▶ Records for the exercise
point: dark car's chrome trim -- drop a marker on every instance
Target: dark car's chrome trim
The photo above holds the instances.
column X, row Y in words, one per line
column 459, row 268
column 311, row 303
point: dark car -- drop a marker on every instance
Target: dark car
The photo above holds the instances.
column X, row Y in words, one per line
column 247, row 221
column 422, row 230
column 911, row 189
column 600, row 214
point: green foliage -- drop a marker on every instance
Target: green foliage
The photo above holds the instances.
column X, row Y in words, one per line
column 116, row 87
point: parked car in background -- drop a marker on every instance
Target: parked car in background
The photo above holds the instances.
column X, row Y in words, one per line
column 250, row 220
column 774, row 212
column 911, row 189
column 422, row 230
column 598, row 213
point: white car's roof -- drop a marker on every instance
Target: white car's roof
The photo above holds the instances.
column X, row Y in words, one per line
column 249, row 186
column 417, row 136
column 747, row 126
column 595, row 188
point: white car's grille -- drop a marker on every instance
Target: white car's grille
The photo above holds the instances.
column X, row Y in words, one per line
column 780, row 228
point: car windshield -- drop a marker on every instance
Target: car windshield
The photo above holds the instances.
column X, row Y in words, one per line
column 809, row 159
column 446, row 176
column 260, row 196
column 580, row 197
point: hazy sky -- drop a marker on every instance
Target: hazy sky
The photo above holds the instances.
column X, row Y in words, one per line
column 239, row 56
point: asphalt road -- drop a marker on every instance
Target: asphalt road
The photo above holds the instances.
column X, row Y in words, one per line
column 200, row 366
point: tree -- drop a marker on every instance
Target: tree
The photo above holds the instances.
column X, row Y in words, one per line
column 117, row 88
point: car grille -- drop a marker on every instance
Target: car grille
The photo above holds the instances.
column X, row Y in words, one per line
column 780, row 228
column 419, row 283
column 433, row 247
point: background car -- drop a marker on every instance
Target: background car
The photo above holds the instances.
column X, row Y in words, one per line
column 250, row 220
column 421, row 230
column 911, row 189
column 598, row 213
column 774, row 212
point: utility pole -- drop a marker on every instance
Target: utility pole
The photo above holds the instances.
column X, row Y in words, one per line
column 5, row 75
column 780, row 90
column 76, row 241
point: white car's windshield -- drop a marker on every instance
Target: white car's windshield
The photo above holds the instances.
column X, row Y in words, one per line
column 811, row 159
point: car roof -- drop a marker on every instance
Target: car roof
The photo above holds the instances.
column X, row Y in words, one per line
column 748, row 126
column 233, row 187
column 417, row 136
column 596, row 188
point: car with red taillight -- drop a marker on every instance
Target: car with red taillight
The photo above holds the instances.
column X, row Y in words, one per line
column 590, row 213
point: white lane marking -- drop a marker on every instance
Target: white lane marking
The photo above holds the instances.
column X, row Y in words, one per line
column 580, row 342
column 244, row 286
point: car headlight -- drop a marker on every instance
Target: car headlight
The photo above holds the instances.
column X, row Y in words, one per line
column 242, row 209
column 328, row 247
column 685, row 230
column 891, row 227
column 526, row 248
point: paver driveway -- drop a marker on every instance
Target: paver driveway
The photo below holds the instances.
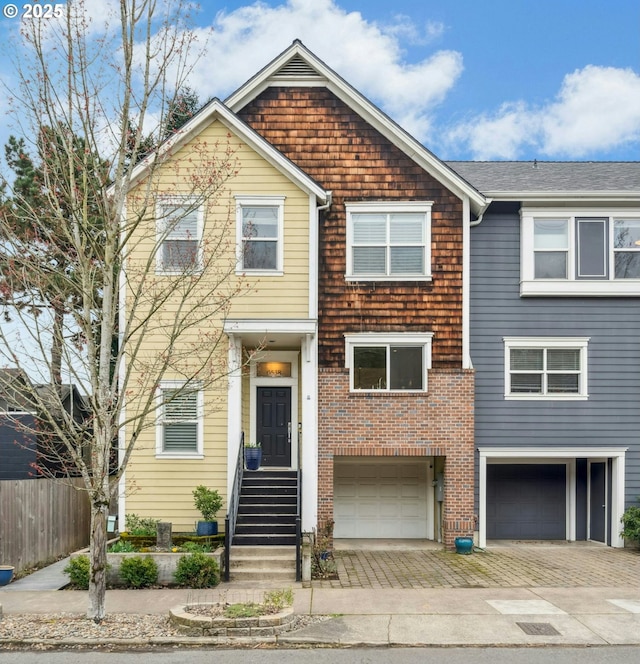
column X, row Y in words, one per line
column 501, row 565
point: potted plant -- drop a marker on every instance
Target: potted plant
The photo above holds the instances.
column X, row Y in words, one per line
column 207, row 502
column 252, row 456
column 6, row 574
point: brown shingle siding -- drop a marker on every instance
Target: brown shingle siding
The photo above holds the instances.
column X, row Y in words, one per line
column 340, row 150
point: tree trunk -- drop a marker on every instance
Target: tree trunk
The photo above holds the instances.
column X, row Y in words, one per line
column 56, row 346
column 98, row 554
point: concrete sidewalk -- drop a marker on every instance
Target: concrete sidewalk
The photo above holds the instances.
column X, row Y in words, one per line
column 533, row 595
column 399, row 617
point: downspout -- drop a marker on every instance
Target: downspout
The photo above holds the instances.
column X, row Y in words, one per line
column 327, row 205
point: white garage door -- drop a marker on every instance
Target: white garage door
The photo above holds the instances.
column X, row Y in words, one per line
column 382, row 500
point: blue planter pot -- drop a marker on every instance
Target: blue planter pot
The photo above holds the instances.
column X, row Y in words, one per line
column 206, row 528
column 252, row 457
column 464, row 545
column 6, row 574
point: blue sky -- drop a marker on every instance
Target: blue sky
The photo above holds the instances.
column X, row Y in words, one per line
column 499, row 79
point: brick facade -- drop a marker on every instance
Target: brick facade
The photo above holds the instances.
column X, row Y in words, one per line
column 438, row 423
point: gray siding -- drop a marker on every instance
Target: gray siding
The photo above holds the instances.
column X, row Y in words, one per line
column 611, row 415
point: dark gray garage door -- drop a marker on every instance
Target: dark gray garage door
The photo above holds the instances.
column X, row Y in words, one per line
column 526, row 501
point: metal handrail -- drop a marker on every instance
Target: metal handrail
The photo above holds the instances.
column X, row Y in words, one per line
column 232, row 514
column 299, row 529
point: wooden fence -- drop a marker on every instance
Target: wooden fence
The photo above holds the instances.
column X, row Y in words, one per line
column 41, row 520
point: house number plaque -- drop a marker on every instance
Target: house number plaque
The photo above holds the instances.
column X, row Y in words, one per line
column 274, row 370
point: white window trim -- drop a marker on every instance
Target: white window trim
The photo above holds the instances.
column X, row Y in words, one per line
column 258, row 201
column 580, row 343
column 175, row 385
column 387, row 207
column 161, row 230
column 423, row 339
column 582, row 287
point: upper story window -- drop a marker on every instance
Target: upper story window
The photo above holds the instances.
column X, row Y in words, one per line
column 179, row 427
column 179, row 224
column 388, row 363
column 259, row 224
column 545, row 368
column 389, row 241
column 585, row 253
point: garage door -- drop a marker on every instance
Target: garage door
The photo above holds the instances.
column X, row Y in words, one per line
column 526, row 501
column 380, row 500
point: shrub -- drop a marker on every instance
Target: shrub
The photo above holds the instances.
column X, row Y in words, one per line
column 78, row 570
column 121, row 546
column 207, row 501
column 275, row 600
column 631, row 524
column 195, row 547
column 137, row 525
column 139, row 572
column 197, row 570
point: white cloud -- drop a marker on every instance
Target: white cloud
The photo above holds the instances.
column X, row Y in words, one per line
column 367, row 55
column 595, row 109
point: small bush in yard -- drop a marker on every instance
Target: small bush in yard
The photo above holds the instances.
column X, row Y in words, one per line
column 78, row 570
column 139, row 572
column 197, row 571
column 631, row 524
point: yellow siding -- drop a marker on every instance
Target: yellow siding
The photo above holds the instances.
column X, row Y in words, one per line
column 161, row 488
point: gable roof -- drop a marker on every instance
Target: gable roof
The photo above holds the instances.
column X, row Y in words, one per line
column 297, row 66
column 529, row 180
column 216, row 110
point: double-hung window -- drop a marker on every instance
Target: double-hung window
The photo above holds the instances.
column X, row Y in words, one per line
column 179, row 232
column 580, row 253
column 544, row 368
column 179, row 427
column 388, row 363
column 259, row 222
column 389, row 241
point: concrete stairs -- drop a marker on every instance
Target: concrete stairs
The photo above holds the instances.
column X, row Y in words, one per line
column 267, row 509
column 264, row 543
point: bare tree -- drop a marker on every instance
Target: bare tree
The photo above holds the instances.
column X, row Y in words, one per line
column 85, row 83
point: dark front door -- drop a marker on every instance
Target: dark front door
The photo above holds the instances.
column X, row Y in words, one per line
column 274, row 425
column 597, row 503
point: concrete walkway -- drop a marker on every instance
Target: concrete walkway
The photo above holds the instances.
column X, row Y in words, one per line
column 530, row 594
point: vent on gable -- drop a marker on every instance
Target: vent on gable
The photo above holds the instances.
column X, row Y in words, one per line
column 296, row 68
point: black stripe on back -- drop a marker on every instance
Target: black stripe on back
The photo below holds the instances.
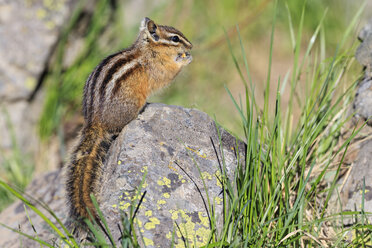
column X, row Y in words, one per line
column 122, row 78
column 96, row 74
column 110, row 73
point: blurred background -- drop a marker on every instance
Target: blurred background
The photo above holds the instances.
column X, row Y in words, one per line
column 49, row 47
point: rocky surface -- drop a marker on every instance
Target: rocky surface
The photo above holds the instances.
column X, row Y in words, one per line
column 351, row 192
column 363, row 101
column 171, row 147
column 359, row 156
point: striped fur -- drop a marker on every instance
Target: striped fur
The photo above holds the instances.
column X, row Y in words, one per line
column 114, row 94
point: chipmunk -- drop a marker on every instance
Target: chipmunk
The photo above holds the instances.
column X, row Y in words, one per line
column 114, row 94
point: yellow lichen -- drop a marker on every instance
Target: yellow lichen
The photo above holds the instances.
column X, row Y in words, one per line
column 174, row 214
column 152, row 223
column 148, row 241
column 41, row 13
column 218, row 178
column 165, row 181
column 197, row 236
column 124, row 206
column 206, row 175
column 199, row 153
column 166, row 195
column 203, row 219
column 218, row 200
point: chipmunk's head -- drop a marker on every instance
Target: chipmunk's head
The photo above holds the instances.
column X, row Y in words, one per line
column 166, row 42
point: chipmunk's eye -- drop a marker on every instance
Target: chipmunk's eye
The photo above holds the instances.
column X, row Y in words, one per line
column 175, row 38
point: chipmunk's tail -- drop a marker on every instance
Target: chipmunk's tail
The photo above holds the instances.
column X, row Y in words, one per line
column 84, row 170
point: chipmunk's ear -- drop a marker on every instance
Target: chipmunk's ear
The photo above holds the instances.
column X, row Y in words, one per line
column 149, row 25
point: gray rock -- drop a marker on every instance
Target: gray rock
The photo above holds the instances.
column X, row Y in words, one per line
column 363, row 101
column 155, row 146
column 351, row 194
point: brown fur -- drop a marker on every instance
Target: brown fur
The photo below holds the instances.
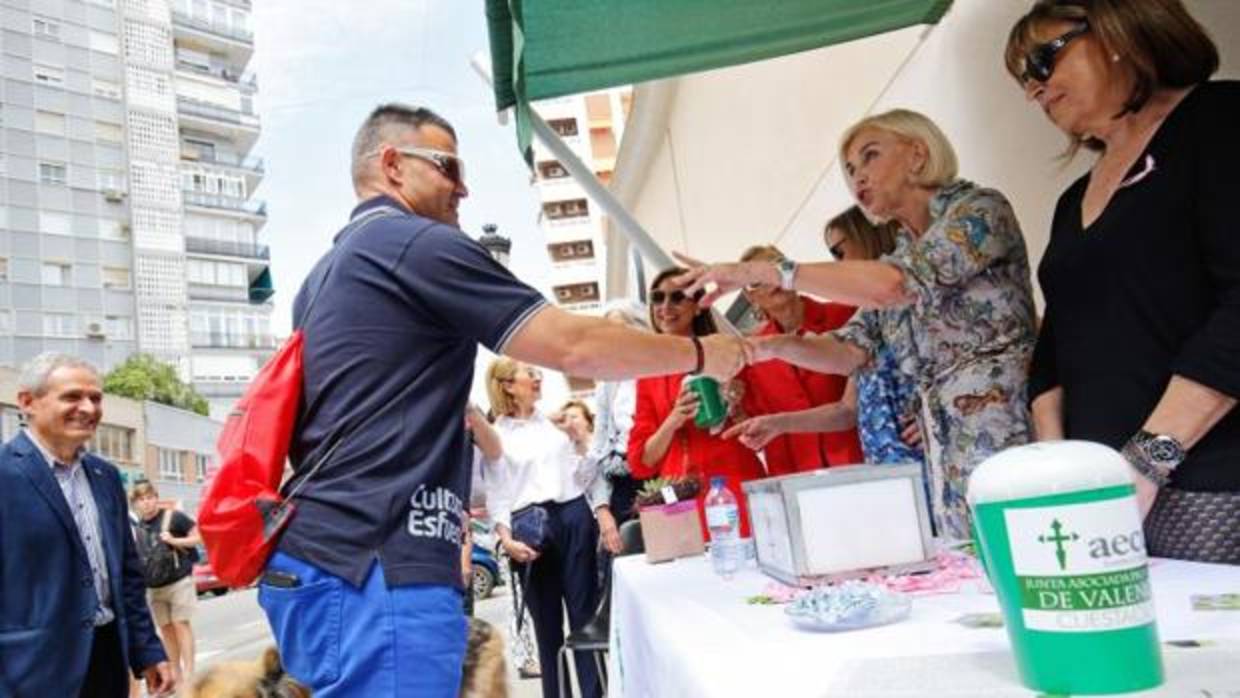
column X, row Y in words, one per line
column 259, row 678
column 485, row 672
column 486, row 675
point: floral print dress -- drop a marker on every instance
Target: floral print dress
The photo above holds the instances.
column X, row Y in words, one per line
column 966, row 336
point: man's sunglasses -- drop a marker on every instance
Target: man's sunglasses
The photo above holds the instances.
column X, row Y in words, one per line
column 675, row 298
column 449, row 165
column 1039, row 62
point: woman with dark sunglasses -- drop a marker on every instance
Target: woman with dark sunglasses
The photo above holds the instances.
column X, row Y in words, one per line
column 665, row 440
column 954, row 300
column 1140, row 347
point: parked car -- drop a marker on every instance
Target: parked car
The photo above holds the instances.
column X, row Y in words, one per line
column 486, row 572
column 205, row 579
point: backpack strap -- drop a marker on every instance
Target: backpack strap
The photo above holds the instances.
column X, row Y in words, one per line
column 352, row 226
column 339, row 438
column 164, row 526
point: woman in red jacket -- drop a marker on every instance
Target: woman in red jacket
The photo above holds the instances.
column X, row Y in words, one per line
column 665, row 440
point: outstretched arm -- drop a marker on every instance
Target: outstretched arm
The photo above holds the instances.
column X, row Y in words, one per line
column 822, row 352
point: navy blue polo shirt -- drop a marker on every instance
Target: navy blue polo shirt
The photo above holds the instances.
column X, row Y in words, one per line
column 406, row 300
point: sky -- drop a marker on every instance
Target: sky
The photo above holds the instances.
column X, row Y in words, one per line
column 321, row 66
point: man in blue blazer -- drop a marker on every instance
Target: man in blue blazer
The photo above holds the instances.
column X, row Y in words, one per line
column 72, row 599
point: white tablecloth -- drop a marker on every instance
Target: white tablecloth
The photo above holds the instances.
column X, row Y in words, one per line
column 677, row 630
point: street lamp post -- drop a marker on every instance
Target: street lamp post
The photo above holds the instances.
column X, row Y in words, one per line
column 496, row 244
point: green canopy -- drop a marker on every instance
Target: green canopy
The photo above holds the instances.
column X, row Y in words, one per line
column 542, row 48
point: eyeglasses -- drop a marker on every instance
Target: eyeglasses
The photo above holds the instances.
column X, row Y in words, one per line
column 532, row 373
column 449, row 165
column 1039, row 62
column 675, row 298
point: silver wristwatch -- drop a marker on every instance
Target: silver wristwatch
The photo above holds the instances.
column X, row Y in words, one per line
column 1155, row 455
column 786, row 274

▶ Your instructions
Only the lines above that hold "jacket" are wanted. Show every one of them.

▶ Result of the task
point: woman in red jacket -- drop a marker on every instance
Target: woman in red jacket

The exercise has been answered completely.